(Data provided Opens)

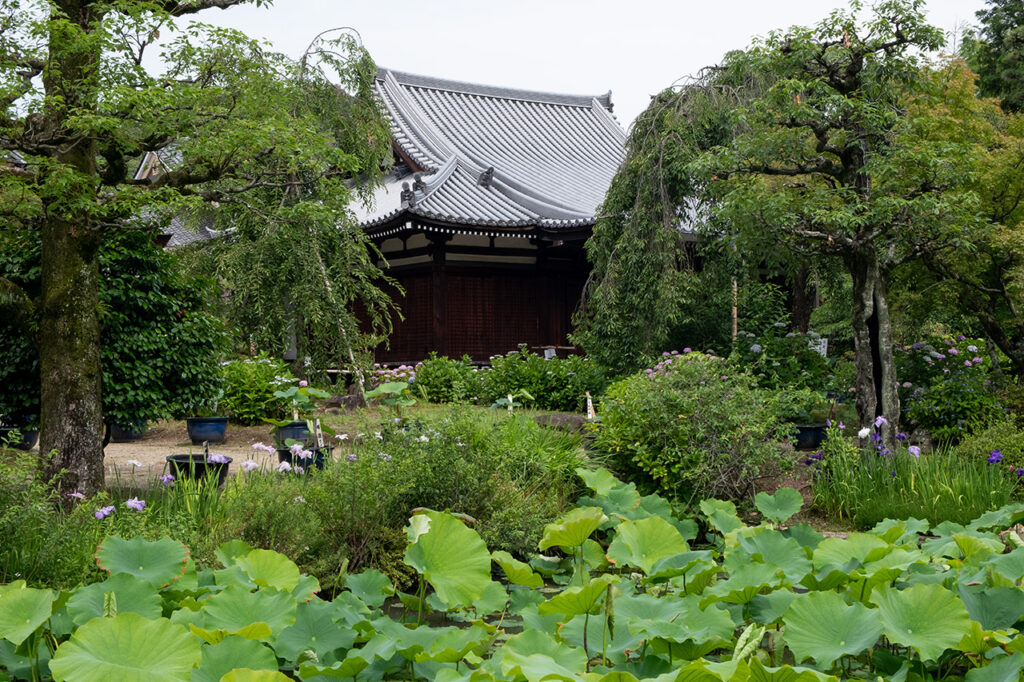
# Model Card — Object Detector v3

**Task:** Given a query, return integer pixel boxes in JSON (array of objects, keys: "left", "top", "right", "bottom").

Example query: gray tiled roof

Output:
[
  {"left": 162, "top": 213, "right": 218, "bottom": 248},
  {"left": 360, "top": 68, "right": 627, "bottom": 231}
]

(Data provided Closes)

> _Work instruction_: An exact retyping of each record, with no pictures, is the answer required.

> _Answer area_:
# Model Card — Object Detector v3

**Task:** Given a query, return integer pixel boxes in JSON (array of objects, keys: "left", "top", "right", "bottom").

Example query: gray tiled roof

Output:
[
  {"left": 162, "top": 213, "right": 218, "bottom": 248},
  {"left": 360, "top": 68, "right": 627, "bottom": 231}
]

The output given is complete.